= THE INPUT =
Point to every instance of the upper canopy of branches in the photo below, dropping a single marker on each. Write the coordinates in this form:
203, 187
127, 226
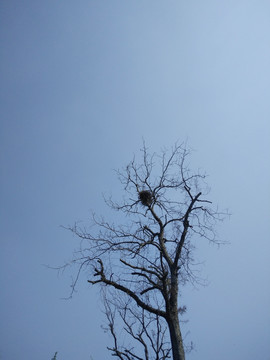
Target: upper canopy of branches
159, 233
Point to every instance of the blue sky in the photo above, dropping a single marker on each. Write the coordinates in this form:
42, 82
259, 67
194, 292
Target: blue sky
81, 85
...
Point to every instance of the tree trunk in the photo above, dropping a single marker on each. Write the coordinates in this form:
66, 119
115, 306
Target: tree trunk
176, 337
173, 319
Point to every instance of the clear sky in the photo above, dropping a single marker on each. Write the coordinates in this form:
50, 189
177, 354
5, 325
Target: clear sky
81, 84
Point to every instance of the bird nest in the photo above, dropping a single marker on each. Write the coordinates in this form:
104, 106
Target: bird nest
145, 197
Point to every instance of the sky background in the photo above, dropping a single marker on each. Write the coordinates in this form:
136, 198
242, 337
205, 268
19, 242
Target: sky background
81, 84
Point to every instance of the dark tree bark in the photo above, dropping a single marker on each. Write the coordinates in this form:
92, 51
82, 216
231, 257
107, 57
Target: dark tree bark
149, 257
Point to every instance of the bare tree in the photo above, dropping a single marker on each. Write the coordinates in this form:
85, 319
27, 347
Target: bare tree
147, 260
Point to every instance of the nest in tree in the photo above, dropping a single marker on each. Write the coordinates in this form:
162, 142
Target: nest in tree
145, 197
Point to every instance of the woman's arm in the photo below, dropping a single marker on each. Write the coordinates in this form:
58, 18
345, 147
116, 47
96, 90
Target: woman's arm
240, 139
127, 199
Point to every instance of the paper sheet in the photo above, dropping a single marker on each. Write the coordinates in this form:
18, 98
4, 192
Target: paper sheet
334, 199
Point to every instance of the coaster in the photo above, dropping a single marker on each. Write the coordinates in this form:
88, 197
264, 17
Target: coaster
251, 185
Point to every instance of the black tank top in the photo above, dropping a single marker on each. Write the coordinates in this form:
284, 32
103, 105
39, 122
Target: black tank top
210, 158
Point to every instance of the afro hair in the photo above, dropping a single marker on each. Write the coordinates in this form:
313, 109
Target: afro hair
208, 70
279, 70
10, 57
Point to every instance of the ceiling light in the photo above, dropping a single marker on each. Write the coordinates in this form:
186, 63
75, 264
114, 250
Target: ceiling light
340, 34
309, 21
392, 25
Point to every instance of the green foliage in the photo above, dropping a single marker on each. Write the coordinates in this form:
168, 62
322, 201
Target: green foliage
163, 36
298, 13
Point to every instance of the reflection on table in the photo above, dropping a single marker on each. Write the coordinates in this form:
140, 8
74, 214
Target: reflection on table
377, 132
* * *
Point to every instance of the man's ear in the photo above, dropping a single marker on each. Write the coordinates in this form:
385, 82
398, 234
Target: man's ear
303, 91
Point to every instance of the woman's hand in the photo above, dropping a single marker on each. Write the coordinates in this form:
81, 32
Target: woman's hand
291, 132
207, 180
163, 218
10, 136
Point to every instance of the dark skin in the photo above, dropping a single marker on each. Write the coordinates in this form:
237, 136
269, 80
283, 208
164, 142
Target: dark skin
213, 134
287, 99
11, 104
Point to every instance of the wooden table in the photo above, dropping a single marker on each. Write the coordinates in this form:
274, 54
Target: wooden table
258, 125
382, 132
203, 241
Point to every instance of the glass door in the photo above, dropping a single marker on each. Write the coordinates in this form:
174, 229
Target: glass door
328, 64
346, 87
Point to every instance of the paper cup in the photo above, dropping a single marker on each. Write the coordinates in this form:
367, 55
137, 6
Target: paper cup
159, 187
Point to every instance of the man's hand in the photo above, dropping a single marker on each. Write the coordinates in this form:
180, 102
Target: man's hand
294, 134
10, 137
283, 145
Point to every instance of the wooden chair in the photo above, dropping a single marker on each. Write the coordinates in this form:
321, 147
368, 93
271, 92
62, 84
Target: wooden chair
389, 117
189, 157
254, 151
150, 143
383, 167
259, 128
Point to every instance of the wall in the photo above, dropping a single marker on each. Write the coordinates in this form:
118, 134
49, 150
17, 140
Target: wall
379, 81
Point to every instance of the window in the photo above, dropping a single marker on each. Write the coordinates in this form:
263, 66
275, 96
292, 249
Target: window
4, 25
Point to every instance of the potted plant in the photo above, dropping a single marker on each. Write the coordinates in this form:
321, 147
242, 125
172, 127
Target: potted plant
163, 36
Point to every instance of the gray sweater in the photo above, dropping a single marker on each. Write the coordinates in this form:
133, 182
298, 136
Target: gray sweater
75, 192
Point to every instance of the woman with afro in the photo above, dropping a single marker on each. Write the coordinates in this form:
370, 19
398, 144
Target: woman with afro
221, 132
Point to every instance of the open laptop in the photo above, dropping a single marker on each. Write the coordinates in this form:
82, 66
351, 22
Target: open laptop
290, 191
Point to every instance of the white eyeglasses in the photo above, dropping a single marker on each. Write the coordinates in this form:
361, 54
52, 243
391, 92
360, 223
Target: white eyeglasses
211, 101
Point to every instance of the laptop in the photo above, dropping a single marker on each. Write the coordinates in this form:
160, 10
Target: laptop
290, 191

= TASK PROMPT =
Copy all lines of the listing above that contain the string "below".

= FINISHED TASK =
Point to every instance of the upper canopy of branches in the photo below, dropping a single marker on each. Write the coordinates in this form:
Point to every instance of the woman's arm in the photo below, dropping a single marker on each. Write the coordinates in this form:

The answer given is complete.